- _Problems to solve_
1 – Do these statements agree with the forum thread? (a) The poster's fragments list should reach 1 million lines soon. (b) The reply claims SD can satisfy every business process. (c) The poster says SD is rule-based. Answer each with yes or no, quoting the deciding words of the forum thread.
2 – Can you give everything from "And a second" down to "to respond here!" in the forum thread again, swapping "bilingual data" for "parallel data"?

- _Document extract_
Any day now, that Slate Desktop will be released.
The big battle can then be held. Who will win?
Slate Desktop's automatic statistical techniques or my own manual statistical techniques?
My fragments list should reach 1 million lines soon. Ever line has been carefully collected and optimised in the past years.
And a second question will be:
Which results will be better:
You are the perfect test case, since you do only one kind of text, and have collected masses of nearly identical bilingual data (very much unlike myself, sadly). I'm curious what you fill find!
Thanks for taking the time to respond here!
>Slate Desktop's true benefit the reduction in skill level necessary to create new engines for a variety of uses.
Yes, I can see that. However, in my agency I constantly get new subjects. The biggest part of the work is to coin the terminology. This is a very time-consuming process and I often have to revise my terminology while moving along the translation.
This is manual (and intellectual) labour, and it will always stay that. There's no way that SD or any other MT system will be able to do this work for me.
So, I'll have to do it anyway. This coining, I mean. And I also define the snippets as large as possible, to improve the auto-assembling result. Here I could probably save some time, and let SD identity the snippets.
However, how on earth can SD know the genus, casus etc. of the nouns, in order to correctly identify snippets. It can't. It isn't rule-based. And when I start working on a new subject, I don't have a big corpus that could be used to train SD and let it identify snippets.
Not to speak of the fun part in translation.
At least, how I, with my very peculiar mind set and unique hardwiring (not appreciated by less tolerant persons: they really get extremely mad about my autonomous thinking, see the many kind replies that Hans van de Broek (who obviously has a different workflow -- which is fine for my, but the other way around obviously isn't) has posted here, whenever I have the evil courage to post something some new ideas here or elsewhere.
This coining and constant puzzling, re-coining and constantly optimising my snippets/terms, my constantly improving myself, is the big fun of translating for me.
Learn new things, chance my modus operandi constantly, re-invent workflows, improve. Ignore silly people. Don't let them irritate me. That's the hard part.
But dumb people with rusty patterns, nog being able to renew themselves should not withhold me to improve myself and my work.
Well now, back to SD: even if it could learn the coining, it wouldn't be good for me: it would probably take away much of the my professional fun.
I'm not sure. Let me test the software later this year.
Thanks for sharing your processes and personal insights of “who is Hans van de Broek.” We make no claims that SD can satisfy every business process. You say the coining “is manual... and it will always stay that.” I tend to agree with you.
You ask, “how on earth can SD know the genus, casus etc. of the nouns, in order to correctly identify snippets.” Simply put, it can not. I started using new terminology to describe what it does do. SD (all SMT, but I'm "branding" here a little) is a concordance search engine. I was formulating the term as this group razzed Michael about his work style to search mega-concordances a few weeks ago.

- _Data_
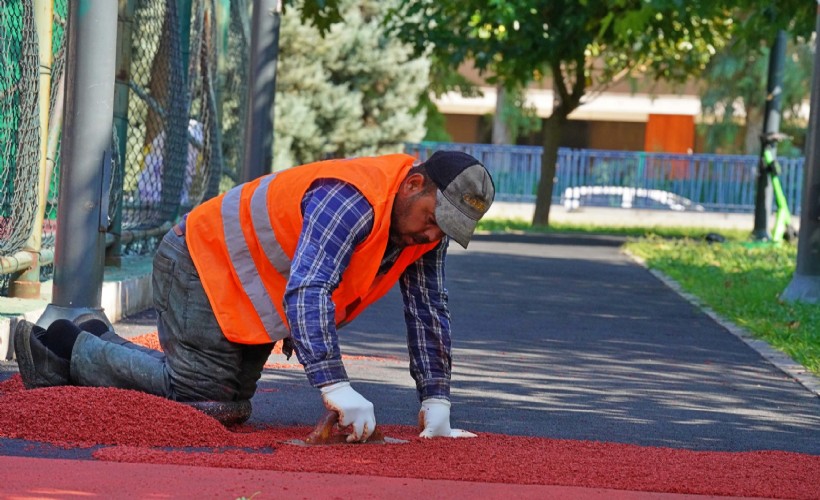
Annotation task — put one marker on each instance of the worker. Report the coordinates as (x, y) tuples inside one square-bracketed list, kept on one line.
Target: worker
[(292, 256)]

- _Outputs in order_
1 –
(a) Yes: "My fragments list should reach 1 million lines soon."
(b) No: "We make no claims that SD can satisfy every business process."
(c) No: "It isn't rule-based."

2 –
And a second question will be:
Which results will be better:
You are the perfect test case, since you do only one kind of text, and have collected masses of nearly identical parallel data (very much unlike myself, sadly). I'm curious what you fill find!
Thanks for taking the time to respond here!